* **DATA FOR THIS EXERCISE**
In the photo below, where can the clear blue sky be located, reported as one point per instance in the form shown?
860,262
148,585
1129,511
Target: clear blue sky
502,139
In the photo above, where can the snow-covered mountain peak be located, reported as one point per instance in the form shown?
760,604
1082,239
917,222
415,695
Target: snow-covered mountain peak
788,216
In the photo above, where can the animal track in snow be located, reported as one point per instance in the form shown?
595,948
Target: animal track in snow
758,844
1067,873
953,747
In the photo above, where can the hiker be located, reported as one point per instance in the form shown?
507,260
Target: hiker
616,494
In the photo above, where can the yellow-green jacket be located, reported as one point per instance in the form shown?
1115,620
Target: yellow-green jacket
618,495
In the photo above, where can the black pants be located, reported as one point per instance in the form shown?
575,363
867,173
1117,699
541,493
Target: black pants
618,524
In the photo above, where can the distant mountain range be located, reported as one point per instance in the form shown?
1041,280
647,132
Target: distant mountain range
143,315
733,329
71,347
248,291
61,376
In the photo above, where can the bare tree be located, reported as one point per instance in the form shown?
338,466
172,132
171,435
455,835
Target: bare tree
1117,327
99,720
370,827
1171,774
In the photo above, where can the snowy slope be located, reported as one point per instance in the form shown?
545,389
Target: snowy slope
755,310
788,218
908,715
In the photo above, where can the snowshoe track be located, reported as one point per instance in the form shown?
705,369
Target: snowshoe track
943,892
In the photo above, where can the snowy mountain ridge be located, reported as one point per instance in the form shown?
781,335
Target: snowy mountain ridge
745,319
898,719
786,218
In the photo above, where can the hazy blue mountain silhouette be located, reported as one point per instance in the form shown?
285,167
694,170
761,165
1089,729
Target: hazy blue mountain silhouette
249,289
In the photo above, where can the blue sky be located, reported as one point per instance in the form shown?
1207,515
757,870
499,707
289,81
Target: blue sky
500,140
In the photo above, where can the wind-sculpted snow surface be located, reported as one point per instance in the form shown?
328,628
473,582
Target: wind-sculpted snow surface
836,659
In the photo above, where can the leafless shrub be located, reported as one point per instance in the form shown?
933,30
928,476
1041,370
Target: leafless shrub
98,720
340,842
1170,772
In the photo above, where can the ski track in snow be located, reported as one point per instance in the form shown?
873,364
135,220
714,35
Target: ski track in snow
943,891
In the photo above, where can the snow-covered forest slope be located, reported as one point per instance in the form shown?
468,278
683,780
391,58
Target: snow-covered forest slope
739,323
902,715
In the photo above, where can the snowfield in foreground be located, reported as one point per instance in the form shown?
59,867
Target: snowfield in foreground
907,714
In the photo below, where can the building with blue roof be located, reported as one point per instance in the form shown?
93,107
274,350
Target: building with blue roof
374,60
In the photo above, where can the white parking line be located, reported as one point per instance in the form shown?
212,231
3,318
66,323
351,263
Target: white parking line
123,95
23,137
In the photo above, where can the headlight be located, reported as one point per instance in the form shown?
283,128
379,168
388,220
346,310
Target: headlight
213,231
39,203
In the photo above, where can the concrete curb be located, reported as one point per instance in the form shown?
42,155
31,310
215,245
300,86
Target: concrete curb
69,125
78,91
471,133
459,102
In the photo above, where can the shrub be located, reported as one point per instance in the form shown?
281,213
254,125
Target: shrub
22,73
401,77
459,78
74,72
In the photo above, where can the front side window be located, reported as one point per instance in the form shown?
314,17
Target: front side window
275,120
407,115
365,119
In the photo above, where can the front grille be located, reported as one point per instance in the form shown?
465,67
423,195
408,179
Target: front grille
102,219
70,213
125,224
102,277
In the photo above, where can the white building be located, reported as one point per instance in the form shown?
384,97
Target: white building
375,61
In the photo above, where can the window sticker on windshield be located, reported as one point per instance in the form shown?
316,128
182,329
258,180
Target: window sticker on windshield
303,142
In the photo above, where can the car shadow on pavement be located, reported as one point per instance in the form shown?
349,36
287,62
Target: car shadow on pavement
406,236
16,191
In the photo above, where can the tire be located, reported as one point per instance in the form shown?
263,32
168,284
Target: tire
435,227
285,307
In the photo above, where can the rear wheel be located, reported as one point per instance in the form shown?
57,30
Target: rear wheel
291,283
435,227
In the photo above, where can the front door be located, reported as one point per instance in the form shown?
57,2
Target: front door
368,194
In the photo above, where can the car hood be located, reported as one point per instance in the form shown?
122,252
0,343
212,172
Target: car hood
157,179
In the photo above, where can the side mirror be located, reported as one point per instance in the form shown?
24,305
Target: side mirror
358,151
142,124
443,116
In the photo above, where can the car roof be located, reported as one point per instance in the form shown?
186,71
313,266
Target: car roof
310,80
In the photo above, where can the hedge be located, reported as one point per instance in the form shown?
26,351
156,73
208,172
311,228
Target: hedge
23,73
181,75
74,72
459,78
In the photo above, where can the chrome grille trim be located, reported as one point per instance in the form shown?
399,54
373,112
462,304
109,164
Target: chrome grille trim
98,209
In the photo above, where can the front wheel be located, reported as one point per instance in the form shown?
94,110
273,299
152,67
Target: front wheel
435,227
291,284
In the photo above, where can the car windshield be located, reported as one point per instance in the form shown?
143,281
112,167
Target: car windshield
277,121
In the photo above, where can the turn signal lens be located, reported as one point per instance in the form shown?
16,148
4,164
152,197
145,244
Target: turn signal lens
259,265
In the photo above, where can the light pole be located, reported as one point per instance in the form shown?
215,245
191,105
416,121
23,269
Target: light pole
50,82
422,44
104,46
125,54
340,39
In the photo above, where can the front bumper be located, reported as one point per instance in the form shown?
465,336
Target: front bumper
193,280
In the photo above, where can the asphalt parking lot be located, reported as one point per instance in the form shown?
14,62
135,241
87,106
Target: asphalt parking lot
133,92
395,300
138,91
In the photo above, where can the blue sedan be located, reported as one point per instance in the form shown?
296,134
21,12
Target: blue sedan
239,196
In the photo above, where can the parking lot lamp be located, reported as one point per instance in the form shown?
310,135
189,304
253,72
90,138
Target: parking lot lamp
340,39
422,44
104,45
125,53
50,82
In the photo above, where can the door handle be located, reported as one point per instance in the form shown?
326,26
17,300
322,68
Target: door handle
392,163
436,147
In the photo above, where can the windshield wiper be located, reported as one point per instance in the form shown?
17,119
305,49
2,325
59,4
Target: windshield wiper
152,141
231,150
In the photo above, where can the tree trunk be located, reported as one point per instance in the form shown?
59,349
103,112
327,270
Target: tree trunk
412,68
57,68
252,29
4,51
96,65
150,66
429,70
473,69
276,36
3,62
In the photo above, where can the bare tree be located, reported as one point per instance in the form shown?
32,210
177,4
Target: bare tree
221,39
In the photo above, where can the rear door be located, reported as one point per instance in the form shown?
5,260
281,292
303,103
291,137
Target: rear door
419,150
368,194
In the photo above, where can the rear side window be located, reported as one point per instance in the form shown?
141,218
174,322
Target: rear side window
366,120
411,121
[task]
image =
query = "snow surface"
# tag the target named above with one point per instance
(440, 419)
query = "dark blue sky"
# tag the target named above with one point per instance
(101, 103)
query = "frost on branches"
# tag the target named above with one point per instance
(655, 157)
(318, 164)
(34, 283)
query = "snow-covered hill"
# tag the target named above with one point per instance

* **AIM**
Every line above needs to be retyped exactly.

* **WRITTEN RESPONSE**
In the photo below, where can the clear blue sky be located, reported as one point per instance in the form shown?
860,262
148,585
1129,511
Target: clear blue sky
502,139
In the photo above, where can the snow-covered mountain peak be located, reported as one point per instance in the form shown?
760,604
1082,239
917,222
415,695
Target: snow-covered mountain peak
788,216
In the photo above, where can the animal track in snow be located, reported as one point per instance in the form shown?
595,948
Target: animal track in snow
758,844
1067,873
953,747
In the photo above, where can the hiker be located, reported as one point per instance in the form shown?
507,260
Target: hiker
616,494
In the photo above, where can the yellow-green jacket be located, reported as one point per instance in the form shown?
1115,620
Target: yellow-green jacket
618,495
In the photo above, where can the black pants be located, reported as one point per instance in the form shown?
575,363
867,173
1117,699
541,493
Target: black pants
618,524
In the photo above, where can the distant mountain range be located, reported as one point per instance in the form shown?
1041,280
647,132
Target: distant mountain range
143,315
733,329
71,347
248,291
61,376
In the photo above, where can the bare tree be located, reported as one point per instance in the form shown?
338,466
172,132
171,435
455,835
Target: bare tree
1117,327
99,720
370,827
1171,774
In the photo above, where can the snowy slope be located, reported as one point per instance in the form shown?
545,389
Target: snowy slope
755,310
788,218
908,715
In the photo above, where can the snowshoe track be located, reported as one point per instance in the form shown?
705,369
Target: snowshoe track
943,892
In the photo above, where can the snowy mountain ridge be located, reported as one point per instance in the form shown?
781,335
Target: snowy mountain ridge
745,319
898,719
786,218
In the photo above, where can the hazy blue mountain silhouette be located, reported as one point per instance in the form shown?
285,167
694,170
761,165
1089,729
Target: hazy blue mountain silhouette
249,289
In the photo above, where can the blue sky be located, reported as one point per instance in the form shown?
1207,515
757,870
499,707
289,81
Target: blue sky
500,140
In the photo above, where can the wind-sculpted snow surface be located, reported as one point per instance in the form shown?
328,628
473,582
Target: wind-sculpted snow surface
836,659
In the photo above, where can the leafless shrub be located, reported as one point per instance in the form shown?
933,30
928,476
1041,370
Target: leafless shrub
98,720
340,842
1170,772
In the photo above, where can the ski track in snow be located, reported as one point per instance in the form shown?
873,364
135,220
714,35
Target: ski track in snow
943,891
In the photo above, where can the snow-covered forest slope be located, reported as one point per instance in the form shown?
468,278
683,780
391,58
Target: snow-covered forest slope
739,323
902,715
In the photo above, where can the snowfield in foreground be located, reported as one point per instance in the form shown?
59,867
Target: snowfield in foreground
907,714
In the photo below, where can the building with blue roof be located, reported as one point per instance in the form shown?
93,107
274,350
Target: building with blue roof
374,60
In the photo above, where can the white parking line be located, reported as one point per instance in the form shown?
212,231
3,318
66,323
351,263
Target: white parking line
123,95
23,137
In the photo above, where can the headlight be located, reported as one point per instance in the form shown?
283,128
379,168
388,220
346,310
Target: headlight
213,231
39,203
In the photo above, where can the concrete curb be located, reported as one point per instance in the form shown?
42,155
31,310
215,245
300,86
Target: concrete curb
69,125
78,91
471,133
459,102
In the photo above, where can the shrub be located, reported as one point per instance in the form shown?
281,213
254,125
Target: shrub
22,73
401,77
459,78
74,72
In the photo above, where can the front side window be located, reported as one point per instance in the form shown?
314,17
Target: front side window
275,120
407,115
365,119
In the photo above, where can the front grille be located, reported as one point per instance in the form shown?
465,67
423,195
408,179
Target: front grille
102,219
70,213
125,224
102,277
In the photo above, where can the white building be located, reported as one point per instance in the form shown?
384,97
Target: white building
375,61
In the photo above, where can the window sticker on windshield be located, reported as one point per instance in the form shown?
316,128
182,329
258,180
Target: window sticker on windshield
303,142
In the photo above, where can the car shadow on pavement be located, reported as one point per instance in the form shown?
349,36
287,62
Target: car shadow on pavement
406,236
16,191
In the photo above, where can the tire be located, reported as one point per instance in the form shown?
263,32
168,284
Target: tire
435,227
285,307
In the photo above, where can the rear wheel be located, reported as one point per instance in the form shown?
57,30
Target: rear wheel
291,283
435,227
In the photo above, where can the front door be located, reported as one point per instance in the form shown?
57,2
Target: front door
368,194
In the photo above, where can the car hood be located, reported as one point per instance in the form shown?
122,252
0,343
212,172
Target: car hood
157,179
In the photo above, where can the side mirror be located, reported as one point per instance in the form shown?
24,305
Target: side mirror
358,151
142,124
443,116
In the photo above, where can the car roof be located, reported as one point per instance in the form shown?
186,71
313,266
Target: car roof
310,80
In the photo above, where can the hedge be located, reported as one point per instance in the form shown?
26,351
156,73
208,172
311,228
Target: hedge
23,73
181,75
74,72
459,78
In the photo above, where can the chrome grille trim be located, reported as one point per instance in the form shown?
399,54
373,112
462,304
109,164
Target: chrome grille trim
98,209
In the photo above, where can the front wheel be located, reported as one point per instance in the form shown?
94,110
273,299
152,67
Target: front wheel
435,227
291,284
In the photo above, where can the car windshield be located, reported as one point per instance in the form shown?
143,281
112,167
Target: car windshield
277,121
In the photo above, where can the turn signal lens be located, reported as one point per instance in the form shown?
16,148
4,164
152,197
145,244
Target: turn signal lens
259,265
In the photo above, where can the light pole be located, reported as one point per instance in the form shown?
215,245
191,105
416,121
23,269
Target: light pole
50,82
422,44
104,46
125,54
340,39
In the photo above, where can the front bumper be located, reported as one point per instance in the form shown?
465,336
Target: front bumper
193,280
In the photo above, where can the asphalt parking lot be located, reported as one point per instance in the form shown?
14,62
135,241
87,106
Target: asphalt parking lot
133,92
395,300
138,91
In the photo above, where can the blue sedan be located, reported as one point per instance in the form shown?
296,134
21,12
Target: blue sedan
239,196
In the photo above, where can the parking lot lamp be located, reported as one point per instance in the form shown?
310,135
189,304
253,72
90,138
Target: parking lot lamp
340,39
422,44
104,45
125,53
50,82
In the photo above, where can the door handle be located, reported as one point per instance in the form shown?
326,26
17,300
322,68
Target: door handle
392,163
436,147
In the photo above, where can the windshield wiper be located, reported as one point per instance in the form shown?
17,119
305,49
2,325
59,4
Target: windshield wiper
152,141
231,150
In the photo above, where can the tree trunk be located, reported as one point per instance in the form shown?
59,349
103,112
327,270
Target: tree trunk
412,68
57,68
252,29
4,51
96,65
150,66
429,70
473,69
276,36
3,62
In the photo above, where can the bare tree be located, reported as one point per instance in the form shown?
32,210
177,4
Target: bare tree
221,39
In the photo above, where can the rear door be located, reported as one point per instance in the form shown?
5,260
281,292
303,103
291,137
Target: rear door
419,150
368,194
In the photo above, where can the rear side window be located, reported as one point per instance in the form shown?
141,218
174,322
Target: rear side window
366,120
411,121
[task]
image =
query = "snow surface"
# tag the target named above with one point per instance
(440, 419)
query = "dark blue sky"
# tag the target named above with one point per instance
(101, 103)
query = "frost on branches"
# tag the target named above with one point per instance
(655, 157)
(318, 164)
(34, 283)
query = "snow-covered hill"
# tag the target named above with one point per instance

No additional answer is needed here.